Task directions:
Copy the material from the line containing "TARGET = basketball court" through the end of the material, both included, keeping the requests unchanged. Multiply every coordinate in the answers by 1.25 and round to whole numbers, with halves rounded up.

Position annotation material:
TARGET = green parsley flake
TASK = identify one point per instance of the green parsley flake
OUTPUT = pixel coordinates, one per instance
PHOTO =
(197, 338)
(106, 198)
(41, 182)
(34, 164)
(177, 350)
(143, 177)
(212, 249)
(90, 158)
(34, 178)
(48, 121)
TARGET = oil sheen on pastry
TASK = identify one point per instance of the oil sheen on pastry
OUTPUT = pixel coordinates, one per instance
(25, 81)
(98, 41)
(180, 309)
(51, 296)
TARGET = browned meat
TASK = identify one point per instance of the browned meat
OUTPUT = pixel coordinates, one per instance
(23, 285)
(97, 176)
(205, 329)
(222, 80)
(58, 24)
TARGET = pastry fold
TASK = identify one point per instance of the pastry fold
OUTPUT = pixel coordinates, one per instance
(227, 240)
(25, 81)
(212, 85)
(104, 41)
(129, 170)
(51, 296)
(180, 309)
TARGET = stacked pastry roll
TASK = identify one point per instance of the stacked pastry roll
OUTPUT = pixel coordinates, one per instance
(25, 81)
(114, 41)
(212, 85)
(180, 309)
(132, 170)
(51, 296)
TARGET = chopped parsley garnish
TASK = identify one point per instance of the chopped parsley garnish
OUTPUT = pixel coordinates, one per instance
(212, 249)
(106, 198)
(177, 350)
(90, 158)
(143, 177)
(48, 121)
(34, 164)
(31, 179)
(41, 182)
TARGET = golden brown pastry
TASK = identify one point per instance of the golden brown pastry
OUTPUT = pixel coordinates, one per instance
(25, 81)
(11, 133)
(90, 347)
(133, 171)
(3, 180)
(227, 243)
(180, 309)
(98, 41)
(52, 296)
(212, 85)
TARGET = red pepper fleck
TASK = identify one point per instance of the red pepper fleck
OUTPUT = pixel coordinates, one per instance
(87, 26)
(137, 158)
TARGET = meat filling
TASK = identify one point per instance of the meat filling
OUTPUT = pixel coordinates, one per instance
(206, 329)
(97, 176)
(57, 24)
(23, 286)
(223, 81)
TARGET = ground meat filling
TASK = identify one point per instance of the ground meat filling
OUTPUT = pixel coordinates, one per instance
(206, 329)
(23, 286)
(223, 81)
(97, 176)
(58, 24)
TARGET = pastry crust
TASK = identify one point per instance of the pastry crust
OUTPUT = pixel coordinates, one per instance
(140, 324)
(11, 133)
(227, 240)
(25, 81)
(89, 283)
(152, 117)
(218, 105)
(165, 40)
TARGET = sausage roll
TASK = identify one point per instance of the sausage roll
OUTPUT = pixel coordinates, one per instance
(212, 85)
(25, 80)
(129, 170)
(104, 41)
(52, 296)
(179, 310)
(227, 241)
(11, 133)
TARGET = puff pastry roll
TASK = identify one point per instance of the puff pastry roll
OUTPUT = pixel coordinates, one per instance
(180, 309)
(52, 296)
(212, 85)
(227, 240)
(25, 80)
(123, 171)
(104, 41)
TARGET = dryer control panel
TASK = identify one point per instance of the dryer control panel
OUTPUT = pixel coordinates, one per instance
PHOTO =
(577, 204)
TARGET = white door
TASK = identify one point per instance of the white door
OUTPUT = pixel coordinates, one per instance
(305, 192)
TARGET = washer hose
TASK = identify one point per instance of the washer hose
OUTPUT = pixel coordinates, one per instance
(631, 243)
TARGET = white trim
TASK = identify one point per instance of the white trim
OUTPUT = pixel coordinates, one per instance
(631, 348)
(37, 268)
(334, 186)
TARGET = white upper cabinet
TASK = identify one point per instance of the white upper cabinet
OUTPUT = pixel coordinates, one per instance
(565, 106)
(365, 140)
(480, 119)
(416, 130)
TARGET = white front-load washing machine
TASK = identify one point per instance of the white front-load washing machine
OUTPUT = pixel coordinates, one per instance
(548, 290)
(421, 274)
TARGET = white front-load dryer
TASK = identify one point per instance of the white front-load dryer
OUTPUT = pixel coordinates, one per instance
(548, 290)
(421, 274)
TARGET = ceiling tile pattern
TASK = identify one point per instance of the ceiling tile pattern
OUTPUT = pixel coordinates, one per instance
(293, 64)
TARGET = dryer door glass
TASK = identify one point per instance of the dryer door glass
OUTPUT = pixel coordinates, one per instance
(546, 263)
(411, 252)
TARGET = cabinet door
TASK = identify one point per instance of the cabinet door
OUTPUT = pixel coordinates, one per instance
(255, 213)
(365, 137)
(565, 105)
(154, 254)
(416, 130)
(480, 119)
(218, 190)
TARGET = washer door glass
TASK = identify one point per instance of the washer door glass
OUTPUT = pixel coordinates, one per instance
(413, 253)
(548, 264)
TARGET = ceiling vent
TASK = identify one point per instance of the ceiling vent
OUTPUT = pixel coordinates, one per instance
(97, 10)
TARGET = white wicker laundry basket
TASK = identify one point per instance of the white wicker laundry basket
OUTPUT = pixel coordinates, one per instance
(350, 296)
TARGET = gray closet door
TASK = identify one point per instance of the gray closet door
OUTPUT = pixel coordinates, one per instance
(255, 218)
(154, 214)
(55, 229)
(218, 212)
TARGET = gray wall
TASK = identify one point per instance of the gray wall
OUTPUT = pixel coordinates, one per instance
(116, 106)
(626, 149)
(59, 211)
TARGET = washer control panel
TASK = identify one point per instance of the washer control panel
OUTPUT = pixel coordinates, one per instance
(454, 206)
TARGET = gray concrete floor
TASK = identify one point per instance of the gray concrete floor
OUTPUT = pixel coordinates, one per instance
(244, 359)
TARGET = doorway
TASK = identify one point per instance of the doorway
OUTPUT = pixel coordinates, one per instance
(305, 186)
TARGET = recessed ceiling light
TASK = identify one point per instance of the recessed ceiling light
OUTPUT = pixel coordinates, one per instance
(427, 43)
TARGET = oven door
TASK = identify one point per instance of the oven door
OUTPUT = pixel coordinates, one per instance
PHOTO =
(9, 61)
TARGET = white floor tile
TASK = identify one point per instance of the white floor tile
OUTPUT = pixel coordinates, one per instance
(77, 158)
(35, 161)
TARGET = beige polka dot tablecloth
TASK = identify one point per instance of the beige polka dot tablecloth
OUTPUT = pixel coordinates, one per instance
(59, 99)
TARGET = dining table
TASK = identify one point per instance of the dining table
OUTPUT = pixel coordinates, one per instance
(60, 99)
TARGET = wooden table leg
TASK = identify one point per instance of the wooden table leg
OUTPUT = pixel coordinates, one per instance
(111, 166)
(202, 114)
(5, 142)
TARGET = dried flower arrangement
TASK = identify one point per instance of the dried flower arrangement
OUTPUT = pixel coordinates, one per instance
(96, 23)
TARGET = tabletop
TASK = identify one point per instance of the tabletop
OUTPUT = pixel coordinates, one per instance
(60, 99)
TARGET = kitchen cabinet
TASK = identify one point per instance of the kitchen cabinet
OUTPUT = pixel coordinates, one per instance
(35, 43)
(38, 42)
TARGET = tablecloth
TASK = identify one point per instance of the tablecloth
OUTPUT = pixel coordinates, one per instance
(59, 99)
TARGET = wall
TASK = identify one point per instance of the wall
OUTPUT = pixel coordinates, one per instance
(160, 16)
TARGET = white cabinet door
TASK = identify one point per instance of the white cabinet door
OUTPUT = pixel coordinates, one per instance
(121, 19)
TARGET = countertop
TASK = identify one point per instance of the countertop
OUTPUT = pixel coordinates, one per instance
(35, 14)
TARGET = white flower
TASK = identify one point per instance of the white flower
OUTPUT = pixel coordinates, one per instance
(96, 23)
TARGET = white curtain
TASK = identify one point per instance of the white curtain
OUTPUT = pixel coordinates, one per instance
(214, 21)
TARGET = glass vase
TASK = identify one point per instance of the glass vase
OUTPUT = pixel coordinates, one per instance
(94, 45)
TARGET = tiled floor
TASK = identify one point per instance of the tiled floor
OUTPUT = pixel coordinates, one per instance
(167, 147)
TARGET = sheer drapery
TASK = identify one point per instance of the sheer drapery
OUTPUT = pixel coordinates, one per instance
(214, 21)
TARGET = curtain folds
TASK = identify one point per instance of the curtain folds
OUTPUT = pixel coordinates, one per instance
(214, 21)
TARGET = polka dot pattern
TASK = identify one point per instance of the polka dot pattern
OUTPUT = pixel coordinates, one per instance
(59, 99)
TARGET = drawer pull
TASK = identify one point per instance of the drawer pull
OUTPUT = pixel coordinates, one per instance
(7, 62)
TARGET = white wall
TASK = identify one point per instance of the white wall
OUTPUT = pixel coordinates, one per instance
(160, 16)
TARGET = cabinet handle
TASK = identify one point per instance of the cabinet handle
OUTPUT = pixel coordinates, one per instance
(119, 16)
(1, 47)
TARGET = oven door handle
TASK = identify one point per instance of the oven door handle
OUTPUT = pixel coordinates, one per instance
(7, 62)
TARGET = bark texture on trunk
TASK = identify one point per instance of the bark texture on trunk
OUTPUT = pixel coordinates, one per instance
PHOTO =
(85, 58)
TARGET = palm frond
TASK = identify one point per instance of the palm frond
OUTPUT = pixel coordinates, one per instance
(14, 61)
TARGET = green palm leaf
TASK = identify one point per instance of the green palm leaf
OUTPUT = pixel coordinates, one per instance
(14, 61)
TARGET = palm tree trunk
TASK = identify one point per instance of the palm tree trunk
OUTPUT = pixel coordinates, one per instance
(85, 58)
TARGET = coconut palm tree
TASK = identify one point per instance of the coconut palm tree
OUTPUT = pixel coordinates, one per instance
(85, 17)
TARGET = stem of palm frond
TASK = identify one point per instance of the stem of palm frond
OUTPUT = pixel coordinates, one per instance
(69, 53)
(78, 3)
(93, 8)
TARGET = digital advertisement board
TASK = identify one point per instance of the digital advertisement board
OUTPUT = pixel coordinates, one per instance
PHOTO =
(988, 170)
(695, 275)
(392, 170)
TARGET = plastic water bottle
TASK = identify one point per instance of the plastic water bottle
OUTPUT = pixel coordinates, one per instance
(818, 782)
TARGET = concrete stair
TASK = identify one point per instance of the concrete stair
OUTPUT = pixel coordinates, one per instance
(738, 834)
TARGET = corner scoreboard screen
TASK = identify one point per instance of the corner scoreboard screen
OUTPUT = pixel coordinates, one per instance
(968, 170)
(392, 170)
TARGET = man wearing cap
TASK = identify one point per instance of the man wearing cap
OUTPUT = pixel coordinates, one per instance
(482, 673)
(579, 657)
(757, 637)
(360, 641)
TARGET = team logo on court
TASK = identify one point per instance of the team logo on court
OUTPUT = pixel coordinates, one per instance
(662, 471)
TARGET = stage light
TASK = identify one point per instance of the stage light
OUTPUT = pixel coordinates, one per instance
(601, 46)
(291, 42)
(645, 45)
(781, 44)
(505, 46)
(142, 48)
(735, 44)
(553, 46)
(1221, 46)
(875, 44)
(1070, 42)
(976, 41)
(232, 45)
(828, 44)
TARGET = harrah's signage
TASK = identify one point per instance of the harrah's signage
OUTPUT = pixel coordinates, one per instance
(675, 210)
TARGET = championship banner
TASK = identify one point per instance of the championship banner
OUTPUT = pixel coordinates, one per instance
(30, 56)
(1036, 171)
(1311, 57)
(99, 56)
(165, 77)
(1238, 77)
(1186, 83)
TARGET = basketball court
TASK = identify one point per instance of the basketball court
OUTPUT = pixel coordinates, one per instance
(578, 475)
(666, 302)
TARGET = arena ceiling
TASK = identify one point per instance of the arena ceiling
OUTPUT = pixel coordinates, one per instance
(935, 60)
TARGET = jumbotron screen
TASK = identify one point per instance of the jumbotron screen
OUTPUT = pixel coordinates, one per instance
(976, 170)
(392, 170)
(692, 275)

Answer to this exercise:
TARGET = basketball court
TASK = identify one point per instance of the basketball court
OUTPUT = pixel coordinates, one per instance
(723, 594)
(833, 378)
TARGET = arena ceiling
TASK = identify one point per instance of the arena ceiling
OUTPUT = pixel coordinates, one per instance
(1169, 75)
TARGET = jumbotron screen
TASK = identify one point per instance of the jumbotron screen
OUTPUT = pixel coordinates, one per instance
(1220, 213)
(490, 213)
(865, 344)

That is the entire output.